Veerle: Quando eu li o livro, me identifiquei demais com a Eva criança aos 13 anos, porque eu sempre me senti a 'menos bonita', ou a 'menos popular', a menos 'inteligente' e a 'menos engraçada'. Fui uma criança muito sensível ao olhar que os outros tinham sobre mim e como as pessoas me percebiam. Eu era uma people-pleaser, aquela que sempre tentava agradar as pessoas e de alguma forma, continuo sendo.

Eu acredito que as garotas são mais submetidas a agradar à todos, principalmente aos homens e isso ainda está enraizado em nossa sociedade. Acabei de fazer uma audição para um papel feminino em uma série de TV e na trama só tem dois papéis femininos, então na minha audição eles olharam e disseram 'Uh, nós precisamos de uma certa 'iluminação' para a personagem feminina, mulheres precisam ser 'iluminadas' (animadas), e eu pensei, novamente essa mulher é colocada em um papel 'esteriótipo' em que precisa ser bonita, ser sensível, então sabe, isso é algo que nós mulheres acabamos carregando a vida toda, nos 'temos' que agradar. 

Enfim, eu acredito que o filme é um pouco sobre isso, mas também sobre uma solidão imensa de quebrar o coração das duas personagens, tanto da jovem Eva quanto da Eva adulta. Tudo o que elas querem é ser vistas e ser amadas, mas elas não conseguem porque elas não conseguem se amar, então elas ultrapassam seus próprios valores para ser amadas. 

Amélie: De certa forma, a sociedade realmente nos obriga a agradar o tempo todo, principalmente na indústria e no dia a dia. Muitas se calam sobre isso e é muito solitário, como Eva, que se calou por muito tempo sobre o que aconteceu com ela.

=== Tarefas a cumprir ===
A. No trecho da entrevista, troque "solidão" por "tristeza" e reproduza tudo desde "Enfim, eu acredito" até "aconteceu com ela.".
B. No trecho da entrevista, para que tipo de papel Veerle acabou de fazer uma audição?
C. Prolongue o trecho da entrevista a partir do ponto em que ele termina.
As linhas não têm relação com o trecho da entrevista.

=== Linhas fornecidas ===
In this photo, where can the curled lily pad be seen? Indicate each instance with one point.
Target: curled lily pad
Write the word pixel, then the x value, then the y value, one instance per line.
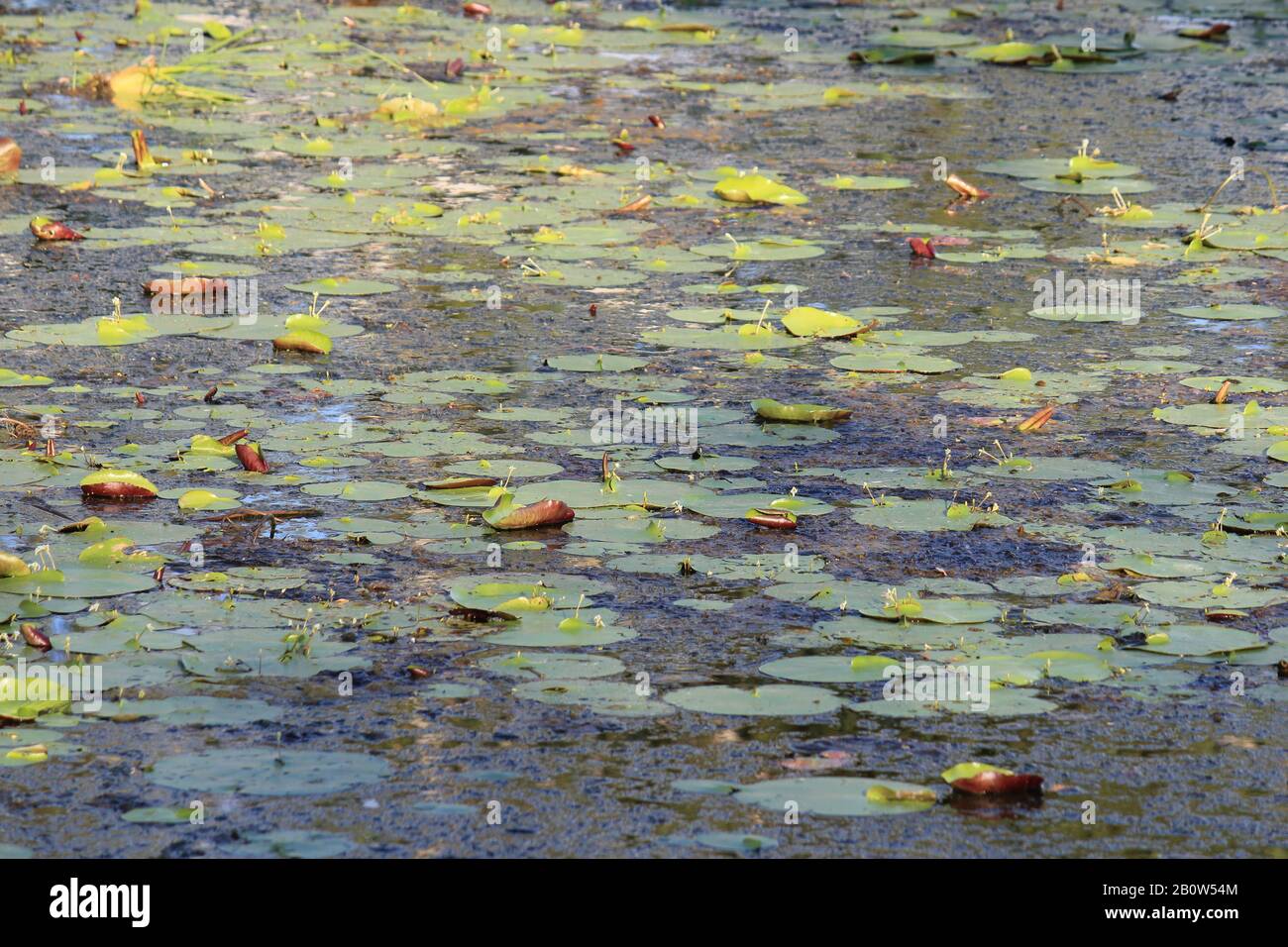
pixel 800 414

==

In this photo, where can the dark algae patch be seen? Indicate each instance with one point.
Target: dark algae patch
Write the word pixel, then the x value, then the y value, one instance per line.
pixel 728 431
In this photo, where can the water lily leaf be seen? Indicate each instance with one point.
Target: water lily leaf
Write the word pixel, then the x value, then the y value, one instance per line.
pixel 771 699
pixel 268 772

=== Respostas esperadas ===
A.
Enfim, eu acredito que o filme é um pouco sobre isso, mas também sobre uma tristeza imensa de quebrar o coração das duas personagens, tanto da jovem Eva quanto da Eva adulta. Tudo o que elas querem é ser vistas e ser amadas, mas elas não conseguem porque elas não conseguem se amar, então elas ultrapassam seus próprios valores para ser amadas. 

Amélie: De certa forma, a sociedade realmente nos obriga a agradar o tempo todo, principalmente na indústria e no dia a dia. Muitas se calam sobre isso e é muito solitário, como Eva, que se calou por muito tempo sobre o que aconteceu com ela.

B. Para um papel feminino em uma série de TV.

C.
Veerle: Exatamente e o filme toca nesse ponto, porque quando você guarda isso por muito tempo, isso cria algo podre por dentro, algo que vai tomando conta de seu corpo e foi o que aconteceu com a Eva no filme. Ela guardou tudo isso por muito tempo e essa solidão que você comenta é sobre isso, mas no meu caso, eu aprendi a ser essa pessoa que agrada aos outros, porque tive liberdade para ser criativa e  de me expressar da forma que quero, por exemplo, já Eva não tem essas ferramentas em sua bolsa, então isso é algo que me fascina.

Aliás, isso não é apenas sobre mulheres, quando eu vejo qualquer pessoa carregando um peso tão grande na vida delas, eu quero muito entender o motivo e acho que consegui fazer isso com o filme. Quando você guarda algo por tanto tempo, juma hora isso pode ter um resultado explosivo, pode ser algo que pode causar ameaças reais a vida das pessoas.

Por exemplo, se ela tivesse se vingado ainda mais, esse seria um filme de vingança, mas não é um filme de vingança, tanto quanto é um filme que tem vingança envolvida, mas é sobre se libertar e ela não podia falar abertamente sobre o que aconteceu com ela, porque ninguém iria acreditar se ela falasse o que ela passou com todas as palavras. Essa personagem já está quebrada e ferida antes mesmo de chegar ao local da festa, então o que ela faz, segue uma linha de raciocínio porque ela sabe o que vai acontecer em seguida. Ela sabe que esse é o fim, então falar sobre isso é impossível, então fazer o que ela fez (ir até cerimônia) já é difícil por si só. 

When it Melts / Foto: Sundance

Amélie: O elenco é impecável. Como foi o processo de escolha dos atores para esse filme? Você fez parte da escolha do casting?

Veerle: Claro! Eu não deixaria nenhuma etapas desse filme fora da minha alçada (risos). A escolha do elenco também foi um processo bem longo. Inicialmente eu queria escalar as crianças, porque eu sei que é um processo mais difícil em termos de encontrar os atores mirins certos, então para escalar o as crianças, fizemos workshops, então eles estavam com outras pessoas no set, então tiveram oportunidade de crescer e se sentir mais confortáveis.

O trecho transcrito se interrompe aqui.